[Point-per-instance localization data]
□ □ □ □ □ □ □

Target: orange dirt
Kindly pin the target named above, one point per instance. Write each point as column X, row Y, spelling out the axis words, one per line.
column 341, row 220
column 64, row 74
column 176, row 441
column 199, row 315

□ □ □ □ □ □ □

▶ _REQUIREMENT_
Reproduce the data in full. Nothing in it may be altered.

▶ _RESPONSE TO THE EXERCISE_
Target: orange dirt
Kindly pin the target named above, one point per instance. Write each point as column X, row Y, spelling out the axis words, one per line.
column 341, row 220
column 64, row 74
column 176, row 441
column 199, row 315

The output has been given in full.